Tasks to carry out
**1.** From the article on Biden's China tariffs, extract the stretch from "Lael Brainard, a" through "consumer price pressures.".
**2.** According to the article on Biden's China tariffs, what was the value of goods the U.S. imported from China in 2023?

Biden Unleashes Tariff Storm on China! What This Means for You!

Biden Unleashes Tariff Storm on China! What This Means for You!

WASHINGTON (Reuters) - U.S. President Joe Biden has announced a series of substantial tariff increases on various Chinese imports, including electric vehicle (EV) batteries, computer chips, and medical products. This move risks sparking a confrontation with Beijing in an election year, as Biden aims to appeal to voters critical of his economic policies. China swiftly promised to retaliate, with its commerce ministry expressing opposition to the tariff hikes and pledging to defend its interests, while urging the U.S. to cancel the measures.

Biden's plan retains tariffs established by his predecessor, Donald Trump, while also escalating others. This includes quadrupling tariffs on EVs to over 100% and doubling semiconductor tariffs to 50%, according to the White House. The decision stems from concerns over what the White House deems as unfair Chinese practices flooding global markets with inexpensive goods, posing "unacceptable risks" to U.S. economic security. The new tariffs will impact $18 billion worth of imported Chinese goods, spanning steel, aluminum, semiconductors, electric vehicles, critical minerals, solar cells, and cranes, the White House reported.

The U.S. Census Bureau data from 2023 indicates a significant trade gap between the two countries, with the U.S. importing $427 billion in goods from China while exporting $148 billion. This longstanding gap has become a sensitive issue in Washington.

Lael Brainard, a Biden economic adviser, accused China of pursuing growth at the expense of others by investing heavily, maintaining excessive capacity, and flooding global markets with underpriced exports due to unfair practices.

U.S. Trade Representative Katherine Tai justified the revised tariffs by accusing China of intellectual property theft. However, she recommended excluding hundreds of industrial machinery import categories from China, including 19 related to solar product manufacturing equipment.

Financial markets responded with muted reactions, with U.S. stock index futures largely unchanged. Chinese EV makers Li Auto and Xpeng saw their shares dip around 3% in U.S. premarket trading. Treasury yields remained steady, indicating limited concerns about the tariffs exacerbating U.S. consumer price pressures.

Dataset excerpts

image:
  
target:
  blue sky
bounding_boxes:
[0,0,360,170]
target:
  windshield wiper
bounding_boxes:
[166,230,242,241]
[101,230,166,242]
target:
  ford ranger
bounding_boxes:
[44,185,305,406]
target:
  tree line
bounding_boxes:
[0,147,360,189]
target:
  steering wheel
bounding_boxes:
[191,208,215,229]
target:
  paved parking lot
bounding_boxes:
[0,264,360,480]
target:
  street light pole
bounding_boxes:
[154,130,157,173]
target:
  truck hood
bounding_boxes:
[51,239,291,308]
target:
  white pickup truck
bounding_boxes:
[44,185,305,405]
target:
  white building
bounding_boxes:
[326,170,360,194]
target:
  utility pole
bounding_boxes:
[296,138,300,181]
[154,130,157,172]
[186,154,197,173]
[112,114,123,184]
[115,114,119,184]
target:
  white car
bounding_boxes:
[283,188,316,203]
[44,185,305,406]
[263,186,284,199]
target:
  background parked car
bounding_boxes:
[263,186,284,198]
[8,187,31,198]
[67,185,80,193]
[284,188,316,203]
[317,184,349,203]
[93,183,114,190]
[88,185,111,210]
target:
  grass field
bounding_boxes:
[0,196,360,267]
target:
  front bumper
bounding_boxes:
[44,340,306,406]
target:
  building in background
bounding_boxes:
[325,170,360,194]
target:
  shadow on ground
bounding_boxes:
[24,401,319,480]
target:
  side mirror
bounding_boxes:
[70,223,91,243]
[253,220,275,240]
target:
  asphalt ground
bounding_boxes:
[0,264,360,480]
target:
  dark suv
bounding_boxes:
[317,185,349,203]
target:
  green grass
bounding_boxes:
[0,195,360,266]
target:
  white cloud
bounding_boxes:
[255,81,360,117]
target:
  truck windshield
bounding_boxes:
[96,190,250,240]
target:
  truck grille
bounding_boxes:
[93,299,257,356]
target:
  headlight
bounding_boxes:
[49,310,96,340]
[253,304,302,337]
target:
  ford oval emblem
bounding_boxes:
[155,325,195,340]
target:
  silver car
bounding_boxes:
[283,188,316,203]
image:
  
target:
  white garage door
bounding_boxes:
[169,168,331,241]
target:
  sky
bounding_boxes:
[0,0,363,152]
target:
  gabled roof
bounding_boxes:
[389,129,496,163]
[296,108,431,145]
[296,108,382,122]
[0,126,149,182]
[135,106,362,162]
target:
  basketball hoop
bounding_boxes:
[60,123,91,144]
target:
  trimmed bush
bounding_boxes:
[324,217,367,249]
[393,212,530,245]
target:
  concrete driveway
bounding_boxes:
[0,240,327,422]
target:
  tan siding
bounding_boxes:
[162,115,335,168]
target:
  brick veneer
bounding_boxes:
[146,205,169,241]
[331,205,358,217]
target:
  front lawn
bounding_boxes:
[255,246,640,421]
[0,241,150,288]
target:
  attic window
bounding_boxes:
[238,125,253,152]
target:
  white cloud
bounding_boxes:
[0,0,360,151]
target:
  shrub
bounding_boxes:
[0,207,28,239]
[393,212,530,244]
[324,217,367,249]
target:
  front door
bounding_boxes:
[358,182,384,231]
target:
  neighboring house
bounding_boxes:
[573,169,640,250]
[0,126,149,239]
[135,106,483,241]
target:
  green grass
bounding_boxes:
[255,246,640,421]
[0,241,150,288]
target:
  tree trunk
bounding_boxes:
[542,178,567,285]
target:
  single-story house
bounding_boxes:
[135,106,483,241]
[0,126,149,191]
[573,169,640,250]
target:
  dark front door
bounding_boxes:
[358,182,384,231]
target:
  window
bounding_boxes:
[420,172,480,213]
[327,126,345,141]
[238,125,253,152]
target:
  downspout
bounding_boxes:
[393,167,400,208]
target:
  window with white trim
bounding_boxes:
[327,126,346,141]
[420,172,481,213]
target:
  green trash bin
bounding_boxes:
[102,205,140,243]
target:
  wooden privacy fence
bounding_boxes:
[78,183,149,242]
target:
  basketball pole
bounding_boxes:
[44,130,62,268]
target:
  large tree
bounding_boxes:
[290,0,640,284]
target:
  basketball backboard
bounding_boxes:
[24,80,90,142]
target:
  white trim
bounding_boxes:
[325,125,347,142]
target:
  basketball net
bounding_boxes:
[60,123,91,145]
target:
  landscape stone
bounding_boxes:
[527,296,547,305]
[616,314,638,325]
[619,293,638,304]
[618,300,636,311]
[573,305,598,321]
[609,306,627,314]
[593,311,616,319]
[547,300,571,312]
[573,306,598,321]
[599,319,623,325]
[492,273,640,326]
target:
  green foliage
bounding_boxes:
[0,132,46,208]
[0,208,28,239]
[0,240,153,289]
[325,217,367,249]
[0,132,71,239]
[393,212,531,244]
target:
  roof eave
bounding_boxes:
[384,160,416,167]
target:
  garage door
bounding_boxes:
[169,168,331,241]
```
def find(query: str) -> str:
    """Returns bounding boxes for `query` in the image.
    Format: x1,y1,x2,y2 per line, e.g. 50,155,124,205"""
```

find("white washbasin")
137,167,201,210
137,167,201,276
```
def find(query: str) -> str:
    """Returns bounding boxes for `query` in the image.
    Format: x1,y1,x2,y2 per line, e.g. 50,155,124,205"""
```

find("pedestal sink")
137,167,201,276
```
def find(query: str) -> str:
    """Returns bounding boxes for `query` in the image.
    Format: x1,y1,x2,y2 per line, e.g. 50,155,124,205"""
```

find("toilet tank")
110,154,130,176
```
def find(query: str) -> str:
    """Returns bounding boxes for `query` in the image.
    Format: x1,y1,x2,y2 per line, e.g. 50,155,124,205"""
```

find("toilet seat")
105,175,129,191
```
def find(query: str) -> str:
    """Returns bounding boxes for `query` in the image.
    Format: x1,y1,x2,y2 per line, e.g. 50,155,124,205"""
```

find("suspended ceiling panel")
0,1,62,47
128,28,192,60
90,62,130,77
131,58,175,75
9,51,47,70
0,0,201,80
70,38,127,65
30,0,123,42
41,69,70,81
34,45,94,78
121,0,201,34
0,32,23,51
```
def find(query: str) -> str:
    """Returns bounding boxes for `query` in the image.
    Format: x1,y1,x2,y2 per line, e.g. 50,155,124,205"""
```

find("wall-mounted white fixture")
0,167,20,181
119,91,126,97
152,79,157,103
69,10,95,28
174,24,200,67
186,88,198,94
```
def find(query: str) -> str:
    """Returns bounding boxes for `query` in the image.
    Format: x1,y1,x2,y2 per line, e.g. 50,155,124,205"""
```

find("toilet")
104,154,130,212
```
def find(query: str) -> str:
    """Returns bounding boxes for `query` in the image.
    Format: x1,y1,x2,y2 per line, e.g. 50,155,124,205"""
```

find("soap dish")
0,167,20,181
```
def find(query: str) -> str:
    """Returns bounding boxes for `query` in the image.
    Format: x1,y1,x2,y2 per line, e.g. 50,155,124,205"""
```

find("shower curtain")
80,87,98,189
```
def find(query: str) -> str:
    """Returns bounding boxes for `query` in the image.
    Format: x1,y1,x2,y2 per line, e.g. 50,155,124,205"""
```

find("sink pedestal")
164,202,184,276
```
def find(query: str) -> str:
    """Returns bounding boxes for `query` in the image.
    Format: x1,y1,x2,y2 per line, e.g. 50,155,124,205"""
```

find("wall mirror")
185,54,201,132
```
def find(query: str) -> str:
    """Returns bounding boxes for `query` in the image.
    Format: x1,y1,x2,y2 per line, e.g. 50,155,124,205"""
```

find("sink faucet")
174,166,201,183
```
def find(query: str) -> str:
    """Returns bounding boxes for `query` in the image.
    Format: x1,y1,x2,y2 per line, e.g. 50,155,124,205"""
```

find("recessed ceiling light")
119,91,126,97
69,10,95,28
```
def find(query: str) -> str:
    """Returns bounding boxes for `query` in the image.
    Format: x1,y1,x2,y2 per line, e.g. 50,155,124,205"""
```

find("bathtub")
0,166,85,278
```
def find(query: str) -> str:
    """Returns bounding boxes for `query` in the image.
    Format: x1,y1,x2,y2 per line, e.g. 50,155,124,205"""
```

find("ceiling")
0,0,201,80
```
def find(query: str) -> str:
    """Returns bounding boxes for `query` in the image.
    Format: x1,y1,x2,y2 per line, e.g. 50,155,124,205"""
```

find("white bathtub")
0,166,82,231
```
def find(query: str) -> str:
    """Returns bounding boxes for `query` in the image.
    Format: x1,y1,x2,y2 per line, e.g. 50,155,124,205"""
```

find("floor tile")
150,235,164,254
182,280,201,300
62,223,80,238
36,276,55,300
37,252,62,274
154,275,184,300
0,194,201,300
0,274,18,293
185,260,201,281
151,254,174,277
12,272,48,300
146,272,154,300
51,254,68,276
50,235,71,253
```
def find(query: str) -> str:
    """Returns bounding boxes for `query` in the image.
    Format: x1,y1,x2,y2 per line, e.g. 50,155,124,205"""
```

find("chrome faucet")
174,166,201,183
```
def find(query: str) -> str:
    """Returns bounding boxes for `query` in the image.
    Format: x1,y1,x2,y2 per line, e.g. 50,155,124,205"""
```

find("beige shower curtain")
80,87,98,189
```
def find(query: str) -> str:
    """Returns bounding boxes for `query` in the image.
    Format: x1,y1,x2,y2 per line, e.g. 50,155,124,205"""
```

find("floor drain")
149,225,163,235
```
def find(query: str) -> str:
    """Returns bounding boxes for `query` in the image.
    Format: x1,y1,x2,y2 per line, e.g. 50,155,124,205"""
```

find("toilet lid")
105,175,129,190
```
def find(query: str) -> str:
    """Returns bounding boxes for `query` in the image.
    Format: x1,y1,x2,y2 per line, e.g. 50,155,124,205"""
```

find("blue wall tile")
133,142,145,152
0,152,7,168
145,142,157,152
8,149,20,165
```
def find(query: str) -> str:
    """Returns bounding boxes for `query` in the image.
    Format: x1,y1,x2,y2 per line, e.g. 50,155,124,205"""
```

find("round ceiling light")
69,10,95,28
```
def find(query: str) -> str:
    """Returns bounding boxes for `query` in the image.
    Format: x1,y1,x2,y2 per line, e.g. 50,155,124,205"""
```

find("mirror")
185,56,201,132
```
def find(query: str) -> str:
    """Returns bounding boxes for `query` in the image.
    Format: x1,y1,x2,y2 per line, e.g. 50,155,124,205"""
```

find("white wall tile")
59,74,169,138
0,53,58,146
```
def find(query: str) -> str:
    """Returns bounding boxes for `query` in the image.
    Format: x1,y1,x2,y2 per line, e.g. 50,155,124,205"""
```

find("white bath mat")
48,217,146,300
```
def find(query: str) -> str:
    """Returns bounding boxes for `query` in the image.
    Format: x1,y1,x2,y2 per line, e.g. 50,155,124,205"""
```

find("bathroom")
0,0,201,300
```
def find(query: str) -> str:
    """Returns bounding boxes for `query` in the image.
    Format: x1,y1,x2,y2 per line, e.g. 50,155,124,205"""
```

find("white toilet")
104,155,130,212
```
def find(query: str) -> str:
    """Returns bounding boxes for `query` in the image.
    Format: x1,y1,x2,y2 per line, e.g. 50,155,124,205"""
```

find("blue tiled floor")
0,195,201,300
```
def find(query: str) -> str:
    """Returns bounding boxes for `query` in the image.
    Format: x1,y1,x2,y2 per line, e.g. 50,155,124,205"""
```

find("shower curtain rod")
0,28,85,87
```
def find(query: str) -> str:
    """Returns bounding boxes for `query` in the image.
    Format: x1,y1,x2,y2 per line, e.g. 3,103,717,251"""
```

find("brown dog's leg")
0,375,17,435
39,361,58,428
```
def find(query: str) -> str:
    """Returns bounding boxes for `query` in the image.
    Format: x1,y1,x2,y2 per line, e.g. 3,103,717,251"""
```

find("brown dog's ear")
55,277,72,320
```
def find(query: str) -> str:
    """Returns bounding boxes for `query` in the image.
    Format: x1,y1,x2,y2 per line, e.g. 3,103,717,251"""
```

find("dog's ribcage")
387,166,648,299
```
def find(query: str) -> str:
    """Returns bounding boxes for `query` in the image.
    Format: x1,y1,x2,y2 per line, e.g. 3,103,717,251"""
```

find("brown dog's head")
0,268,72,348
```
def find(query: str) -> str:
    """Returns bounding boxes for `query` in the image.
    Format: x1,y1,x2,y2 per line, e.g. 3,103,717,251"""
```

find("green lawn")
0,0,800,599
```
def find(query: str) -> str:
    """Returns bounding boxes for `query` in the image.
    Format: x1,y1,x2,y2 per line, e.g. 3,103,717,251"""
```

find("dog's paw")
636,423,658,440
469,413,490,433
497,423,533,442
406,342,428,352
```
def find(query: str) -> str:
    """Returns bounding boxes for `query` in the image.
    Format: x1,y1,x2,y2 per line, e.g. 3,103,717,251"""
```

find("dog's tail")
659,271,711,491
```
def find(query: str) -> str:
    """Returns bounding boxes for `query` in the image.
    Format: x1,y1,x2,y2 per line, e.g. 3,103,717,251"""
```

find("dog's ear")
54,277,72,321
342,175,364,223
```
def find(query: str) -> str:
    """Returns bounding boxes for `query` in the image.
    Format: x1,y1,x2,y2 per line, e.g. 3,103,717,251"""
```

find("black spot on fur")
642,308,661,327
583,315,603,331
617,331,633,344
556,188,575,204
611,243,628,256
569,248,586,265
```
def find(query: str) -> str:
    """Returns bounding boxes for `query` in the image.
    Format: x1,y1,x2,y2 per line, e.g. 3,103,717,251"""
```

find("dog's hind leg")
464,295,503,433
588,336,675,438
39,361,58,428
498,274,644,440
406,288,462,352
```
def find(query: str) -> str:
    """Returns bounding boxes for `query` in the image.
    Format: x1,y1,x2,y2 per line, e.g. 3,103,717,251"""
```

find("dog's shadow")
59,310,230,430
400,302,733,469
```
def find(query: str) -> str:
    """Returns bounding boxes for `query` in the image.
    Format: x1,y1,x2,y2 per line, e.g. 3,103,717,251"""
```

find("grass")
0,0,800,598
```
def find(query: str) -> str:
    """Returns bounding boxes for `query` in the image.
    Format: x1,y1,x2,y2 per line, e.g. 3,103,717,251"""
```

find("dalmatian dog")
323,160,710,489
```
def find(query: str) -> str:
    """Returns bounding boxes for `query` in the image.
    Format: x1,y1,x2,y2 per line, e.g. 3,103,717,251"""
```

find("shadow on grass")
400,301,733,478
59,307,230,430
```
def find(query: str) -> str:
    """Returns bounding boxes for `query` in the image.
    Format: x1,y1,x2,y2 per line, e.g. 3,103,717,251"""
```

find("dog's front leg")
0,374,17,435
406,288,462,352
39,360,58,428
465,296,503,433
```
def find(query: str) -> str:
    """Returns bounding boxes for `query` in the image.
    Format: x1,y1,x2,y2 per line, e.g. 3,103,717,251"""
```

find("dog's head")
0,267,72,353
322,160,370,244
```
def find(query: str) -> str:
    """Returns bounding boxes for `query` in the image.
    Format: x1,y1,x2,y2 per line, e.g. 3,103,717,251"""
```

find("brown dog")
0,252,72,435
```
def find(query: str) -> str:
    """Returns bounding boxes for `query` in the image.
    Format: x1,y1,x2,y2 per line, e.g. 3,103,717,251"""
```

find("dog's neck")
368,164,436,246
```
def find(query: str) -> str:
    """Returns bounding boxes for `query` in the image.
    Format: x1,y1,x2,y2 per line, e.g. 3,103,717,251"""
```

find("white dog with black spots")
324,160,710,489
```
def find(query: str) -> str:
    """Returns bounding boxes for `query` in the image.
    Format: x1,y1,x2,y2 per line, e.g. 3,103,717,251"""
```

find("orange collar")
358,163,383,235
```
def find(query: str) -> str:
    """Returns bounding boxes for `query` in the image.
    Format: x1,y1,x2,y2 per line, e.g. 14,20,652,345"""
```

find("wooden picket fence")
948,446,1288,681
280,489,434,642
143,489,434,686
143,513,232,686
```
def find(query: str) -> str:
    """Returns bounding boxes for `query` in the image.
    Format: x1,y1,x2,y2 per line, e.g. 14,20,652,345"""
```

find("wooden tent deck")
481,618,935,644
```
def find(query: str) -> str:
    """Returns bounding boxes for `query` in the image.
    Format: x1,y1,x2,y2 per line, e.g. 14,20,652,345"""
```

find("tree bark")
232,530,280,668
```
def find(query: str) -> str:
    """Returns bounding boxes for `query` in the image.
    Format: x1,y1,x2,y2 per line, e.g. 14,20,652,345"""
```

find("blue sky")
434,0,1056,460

Responses by item number
**1.**
Lael Brainard, a Biden economic adviser, accused China of pursuing growth at the expense of others by investing heavily, maintaining excessive capacity, and flooding global markets with underpriced exports due to unfair practices.

U.S. Trade Representative Katherine Tai justified the revised tariffs by accusing China of intellectual property theft. However, she recommended excluding hundreds of industrial machinery import categories from China, including 19 related to solar product manufacturing equipment.

Financial markets responded with muted reactions, with U.S. stock index futures largely unchanged. Chinese EV makers Li Auto and Xpeng saw their shares dip around 3% in U.S. premarket trading. Treasury yields remained steady, indicating limited concerns about the tariffs exacerbating U.S. consumer price pressures.

**2.** $427 billion